What to produce — Output each entry verbatim and exclude every picture from it.

Bounding box annotation entries —

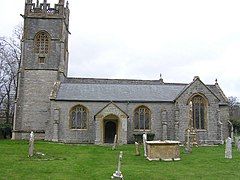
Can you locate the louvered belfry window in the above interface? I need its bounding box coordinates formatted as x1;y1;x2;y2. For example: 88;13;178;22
35;31;50;55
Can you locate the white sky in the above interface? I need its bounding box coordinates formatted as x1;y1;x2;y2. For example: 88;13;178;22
0;0;240;100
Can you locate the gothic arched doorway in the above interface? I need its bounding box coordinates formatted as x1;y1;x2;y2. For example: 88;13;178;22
104;120;117;143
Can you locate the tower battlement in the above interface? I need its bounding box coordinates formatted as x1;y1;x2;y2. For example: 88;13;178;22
25;0;69;19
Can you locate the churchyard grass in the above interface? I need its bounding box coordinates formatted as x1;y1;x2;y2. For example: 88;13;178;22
0;140;240;180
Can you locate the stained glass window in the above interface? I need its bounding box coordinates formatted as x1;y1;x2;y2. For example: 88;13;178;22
192;95;207;129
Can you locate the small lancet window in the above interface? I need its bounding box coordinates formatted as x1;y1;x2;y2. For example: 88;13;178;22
133;106;151;130
69;105;88;129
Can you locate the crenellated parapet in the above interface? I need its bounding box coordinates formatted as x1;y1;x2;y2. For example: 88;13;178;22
25;0;69;20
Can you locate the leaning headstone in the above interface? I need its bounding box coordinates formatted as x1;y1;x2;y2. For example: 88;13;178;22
28;131;34;157
143;133;147;157
135;142;140;156
112;134;117;150
111;151;123;179
184;129;192;153
225;137;232;159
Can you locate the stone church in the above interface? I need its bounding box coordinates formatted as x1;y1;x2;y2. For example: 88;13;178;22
12;0;229;145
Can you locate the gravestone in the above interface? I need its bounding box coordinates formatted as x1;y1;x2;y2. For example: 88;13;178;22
143;133;147;157
237;141;240;151
225;137;232;159
111;151;123;179
235;136;239;147
184;129;192;153
28;131;34;157
112;134;117;150
135;142;140;156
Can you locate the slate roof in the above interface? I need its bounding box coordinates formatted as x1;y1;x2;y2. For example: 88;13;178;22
54;78;227;104
56;79;186;102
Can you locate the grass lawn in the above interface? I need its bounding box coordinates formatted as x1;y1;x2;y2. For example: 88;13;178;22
0;140;240;180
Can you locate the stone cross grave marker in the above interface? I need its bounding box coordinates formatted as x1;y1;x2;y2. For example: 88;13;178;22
112;134;117;150
111;151;123;179
184;129;192;153
143;133;147;157
28;131;34;157
225;137;232;159
235;136;239;147
135;142;140;156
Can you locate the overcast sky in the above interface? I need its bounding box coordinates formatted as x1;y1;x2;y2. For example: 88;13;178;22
0;0;240;100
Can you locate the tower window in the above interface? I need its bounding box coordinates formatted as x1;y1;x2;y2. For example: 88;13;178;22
38;57;45;64
34;31;51;55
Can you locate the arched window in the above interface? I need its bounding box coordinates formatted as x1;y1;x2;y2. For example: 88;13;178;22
133;106;151;130
191;95;207;129
34;31;51;63
70;105;88;129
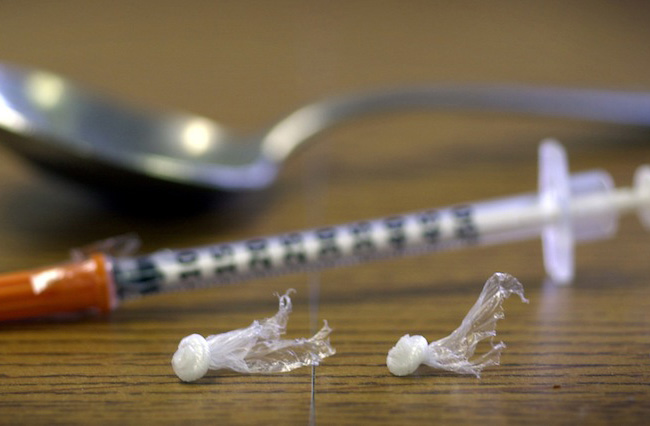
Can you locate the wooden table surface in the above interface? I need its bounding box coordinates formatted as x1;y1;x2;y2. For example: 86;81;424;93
0;1;650;424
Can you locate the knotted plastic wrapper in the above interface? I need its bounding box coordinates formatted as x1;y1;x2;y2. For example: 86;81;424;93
172;289;336;382
386;273;528;377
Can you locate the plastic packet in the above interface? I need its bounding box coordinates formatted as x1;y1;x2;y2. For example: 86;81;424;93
172;289;336;382
386;273;528;377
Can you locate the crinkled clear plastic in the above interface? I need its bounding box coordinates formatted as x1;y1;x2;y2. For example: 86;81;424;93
172;289;336;382
386;273;528;377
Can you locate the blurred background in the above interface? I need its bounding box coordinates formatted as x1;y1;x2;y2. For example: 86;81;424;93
0;0;650;424
0;0;650;270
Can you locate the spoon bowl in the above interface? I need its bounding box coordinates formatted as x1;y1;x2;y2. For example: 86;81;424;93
0;64;650;203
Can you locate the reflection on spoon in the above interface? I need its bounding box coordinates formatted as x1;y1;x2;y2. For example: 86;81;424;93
0;64;650;201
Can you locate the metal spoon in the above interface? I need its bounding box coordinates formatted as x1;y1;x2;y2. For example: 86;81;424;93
0;64;650;196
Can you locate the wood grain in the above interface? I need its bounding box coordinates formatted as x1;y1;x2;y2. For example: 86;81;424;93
0;1;650;424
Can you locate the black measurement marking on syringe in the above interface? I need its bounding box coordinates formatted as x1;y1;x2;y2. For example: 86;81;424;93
280;232;307;267
210;244;237;279
116;205;479;293
349;222;376;256
115;256;165;297
246;238;273;273
316;228;341;260
176;250;201;281
452;205;479;244
384;216;407;250
417;210;440;244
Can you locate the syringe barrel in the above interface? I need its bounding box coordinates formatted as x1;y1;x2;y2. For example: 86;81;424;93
114;169;608;297
114;194;540;296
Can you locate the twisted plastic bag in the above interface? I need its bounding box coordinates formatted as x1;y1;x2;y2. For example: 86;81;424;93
386;273;528;377
172;289;336;382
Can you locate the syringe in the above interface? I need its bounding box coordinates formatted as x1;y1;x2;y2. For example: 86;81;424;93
0;140;650;320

Task result —
Can you locate the louvered belfry window in the above interface? I need its bounding box coordinates formatted as x1;y1;x2;y2. For example: 88;13;178;22
35;31;50;55
Can you locate the white sky in the above interface? I need its bounding box coordinates formatted as x1;y1;x2;y2. For example: 88;13;178;22
0;0;240;100
Can you locate the gothic arched doorway in the above interface? I need its bounding box coordinates formatted as x1;y1;x2;y2. For example: 88;13;178;22
104;120;117;143
Can you locate the tower battlement in the above interface? I need its bounding box coordinates formatted as x1;y1;x2;y2. For example: 88;13;178;22
25;0;69;19
Can you locate the churchyard grass in the above interface? I need its bounding box coordinates formatted as x1;y1;x2;y2. For example: 88;13;178;22
0;140;240;180
Can you locate the stained glass window in the above interface? I need its bounding box coordinates formatted as x1;y1;x2;y2. For example: 88;13;178;22
192;95;207;129
Can you locate the small lancet window in the above interface? I need its bounding box coordinates formatted as x1;y1;x2;y2. For example: 88;13;178;22
133;106;151;130
69;105;88;129
Can you locate the crenellated parapet in the above interface? I need its bounding box coordinates formatted as x1;y1;x2;y2. For example: 88;13;178;22
25;0;69;20
Can you locate the leaning headstone in the above interface? I need its bounding box coordinates formatted as x1;y1;x2;y2. For example: 88;13;178;22
28;131;34;157
143;133;147;157
135;142;140;156
112;134;117;150
111;151;123;179
184;129;192;153
225;137;232;159
Can you locate the stone church in the above interface? I need its bounding box coordinates formatted as x1;y1;x2;y2. For example: 88;13;178;22
12;0;229;145
Can you locate the gravestone in the above interface? I need its bounding box coordinates formatted as x1;y1;x2;y2. For example: 88;13;178;22
143;133;147;157
237;141;240;151
225;137;232;159
111;151;123;179
235;136;239;147
184;129;192;153
28;131;34;157
112;134;117;150
135;142;140;156
Can you locate the slate roof in the above interface? I need its bounding box coordinates formatted as x1;y1;x2;y2. For example: 88;13;178;22
54;78;227;104
56;79;186;102
Can you locate the grass lawn in the above interface? I need its bounding box coordinates formatted as x1;y1;x2;y2. For example: 88;13;178;22
0;140;240;180
Can you locate the stone cross grave marker in the above interface? I need its bounding box coordinates formatted as x1;y1;x2;y2. For example: 88;13;178;22
112;134;117;150
111;151;123;179
184;129;192;153
143;133;147;157
28;131;34;157
225;137;232;159
235;136;239;147
135;142;140;156
Can you locate the overcast sky in the above interface? I need its bounding box coordinates formatted as x1;y1;x2;y2. For example: 88;13;178;22
0;0;240;100
Can you locate the tower window in the above interface? I need its bounding box coordinates formatted as x1;y1;x2;y2. For example: 88;13;178;22
38;57;45;64
34;31;51;55
Can you locate the arched window in the above interface? I need its bounding box coordinates formatted as x1;y1;x2;y2. For example: 88;13;178;22
133;106;151;130
191;95;207;129
34;31;51;63
70;105;88;129
Can you locate the wooden table surface in the above interface? I need its bounding box coordinates formatted as x1;y1;x2;y2. For example: 86;81;424;93
0;1;650;424
Can you locate the knotted plastic wrapper in the above interface? I need its bounding box coordinates formatted as x1;y1;x2;y2. For example: 86;81;424;93
172;289;336;382
386;273;528;377
Can you locate the plastic packet in the above interface? I need its bounding box coordinates formatted as x1;y1;x2;y2. For example: 86;81;424;93
172;289;336;382
386;273;528;377
Can you locate the crinkled clear plastic in the above interface? I need its bounding box coordinates formatted as x1;y1;x2;y2. For example: 86;81;424;93
172;289;336;382
386;273;528;377
Can you locate the blurred background in the above interface? I need its bounding box coordinates formatted as x1;y1;x2;y2. For example: 86;81;424;93
0;0;650;424
0;0;650;270
Can you locate the spoon bowl in the above interface? I need its bounding box coordinates formatted as x1;y1;x2;y2. For example: 86;81;424;93
0;64;650;203
Can you locate the reflection on spoon in the above interface? I need its bounding box coordinates formatted as x1;y1;x2;y2. For example: 86;81;424;93
0;64;650;201
Can you locate the metal spoon in the above interface? I need its bounding box coordinates formatted as x1;y1;x2;y2. For example: 86;81;424;93
0;64;650;196
Can you locate the wood grain in the above interface? I need its bounding box coordinates formatted as x1;y1;x2;y2. For example: 86;81;424;93
0;1;650;424
Can you locate the black measurement marking on syringe in the above interface? I need its bounding box coordinates formatted as x1;y1;x2;y2. For example: 86;81;424;93
280;232;307;267
210;244;237;279
116;205;479;293
349;222;376;256
115;256;165;297
246;238;273;273
316;228;341;260
176;250;201;281
452;205;479;244
384;216;407;250
417;210;440;244
Can you locate the syringe barrel in the above interface? I need its bounding box coordinates formatted as x1;y1;x2;y2. For example: 86;81;424;93
114;169;608;297
114;194;540;296
Can you locate the twisted plastic bag in the above interface? I need its bounding box coordinates formatted as x1;y1;x2;y2. For example: 86;81;424;93
386;273;528;377
172;289;336;382
Can you locate the syringe in the above interface? I need its bounding box coordinates formatted as x1;y1;x2;y2. For example: 86;81;424;93
0;140;650;320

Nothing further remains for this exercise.